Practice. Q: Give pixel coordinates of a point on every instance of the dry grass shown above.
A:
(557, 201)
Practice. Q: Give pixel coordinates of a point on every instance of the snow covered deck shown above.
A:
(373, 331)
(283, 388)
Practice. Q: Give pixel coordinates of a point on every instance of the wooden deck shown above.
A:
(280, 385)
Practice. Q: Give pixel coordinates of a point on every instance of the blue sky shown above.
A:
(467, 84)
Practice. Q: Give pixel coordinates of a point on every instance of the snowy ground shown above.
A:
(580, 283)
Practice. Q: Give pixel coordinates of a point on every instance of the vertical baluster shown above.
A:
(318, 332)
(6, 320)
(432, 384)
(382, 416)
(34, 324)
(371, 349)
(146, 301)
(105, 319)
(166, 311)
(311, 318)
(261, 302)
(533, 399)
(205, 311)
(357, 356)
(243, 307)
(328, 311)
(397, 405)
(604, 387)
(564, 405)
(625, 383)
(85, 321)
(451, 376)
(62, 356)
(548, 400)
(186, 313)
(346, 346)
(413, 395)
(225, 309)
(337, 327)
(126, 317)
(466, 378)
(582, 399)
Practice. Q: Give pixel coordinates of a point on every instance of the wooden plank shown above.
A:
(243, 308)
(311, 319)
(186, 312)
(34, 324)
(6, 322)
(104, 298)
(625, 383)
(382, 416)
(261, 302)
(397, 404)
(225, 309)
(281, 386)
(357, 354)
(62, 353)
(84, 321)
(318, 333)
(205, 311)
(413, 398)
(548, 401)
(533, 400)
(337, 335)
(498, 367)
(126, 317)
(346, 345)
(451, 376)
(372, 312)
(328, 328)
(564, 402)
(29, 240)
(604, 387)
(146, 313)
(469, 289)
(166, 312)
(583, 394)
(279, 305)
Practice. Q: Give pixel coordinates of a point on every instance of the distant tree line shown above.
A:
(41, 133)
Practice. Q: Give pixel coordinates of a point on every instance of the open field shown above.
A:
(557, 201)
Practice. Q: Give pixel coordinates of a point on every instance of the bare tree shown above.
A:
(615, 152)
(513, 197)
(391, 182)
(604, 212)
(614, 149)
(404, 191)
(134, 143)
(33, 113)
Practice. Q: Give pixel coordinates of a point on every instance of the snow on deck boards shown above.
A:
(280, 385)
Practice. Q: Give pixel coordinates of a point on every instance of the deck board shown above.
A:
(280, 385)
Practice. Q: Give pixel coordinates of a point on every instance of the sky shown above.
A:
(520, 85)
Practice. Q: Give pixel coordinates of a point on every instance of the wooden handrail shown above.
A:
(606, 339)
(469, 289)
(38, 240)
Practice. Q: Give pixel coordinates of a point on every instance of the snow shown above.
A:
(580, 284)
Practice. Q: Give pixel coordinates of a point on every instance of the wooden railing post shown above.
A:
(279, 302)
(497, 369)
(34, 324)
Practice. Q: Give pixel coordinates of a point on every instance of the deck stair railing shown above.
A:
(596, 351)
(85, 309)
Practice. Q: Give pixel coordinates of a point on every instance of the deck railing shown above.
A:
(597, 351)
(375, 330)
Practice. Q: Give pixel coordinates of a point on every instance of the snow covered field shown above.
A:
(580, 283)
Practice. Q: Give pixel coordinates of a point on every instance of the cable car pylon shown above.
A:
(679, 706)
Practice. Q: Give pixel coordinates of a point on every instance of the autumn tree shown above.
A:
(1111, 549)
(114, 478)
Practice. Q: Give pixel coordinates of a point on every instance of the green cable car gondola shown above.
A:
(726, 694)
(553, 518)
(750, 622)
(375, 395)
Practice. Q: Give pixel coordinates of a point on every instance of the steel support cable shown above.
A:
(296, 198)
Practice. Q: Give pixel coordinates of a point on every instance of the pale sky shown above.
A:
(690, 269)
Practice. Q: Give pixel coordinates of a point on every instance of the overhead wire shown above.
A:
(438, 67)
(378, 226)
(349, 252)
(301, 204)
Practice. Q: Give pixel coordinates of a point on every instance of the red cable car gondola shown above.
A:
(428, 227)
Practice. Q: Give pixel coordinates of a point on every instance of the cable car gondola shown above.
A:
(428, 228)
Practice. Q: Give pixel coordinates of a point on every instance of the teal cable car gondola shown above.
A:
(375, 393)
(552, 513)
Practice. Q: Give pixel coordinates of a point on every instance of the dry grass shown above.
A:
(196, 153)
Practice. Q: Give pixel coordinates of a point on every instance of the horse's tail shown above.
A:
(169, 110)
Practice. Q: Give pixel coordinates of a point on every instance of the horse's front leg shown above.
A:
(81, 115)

#### Try it
Where the word "railing" shows up in a line of the entries above, copy that line.

#### Result for this task
Practice. Q: Give pixel coordinates of a point on every instance of the wooden railing post shown above.
Practice. Q: Give pixel coordinates of a point on every instance of the deck stair railing shown above.
Practice. Q: Give pixel coordinates of a point on every instance of the deck railing shown above.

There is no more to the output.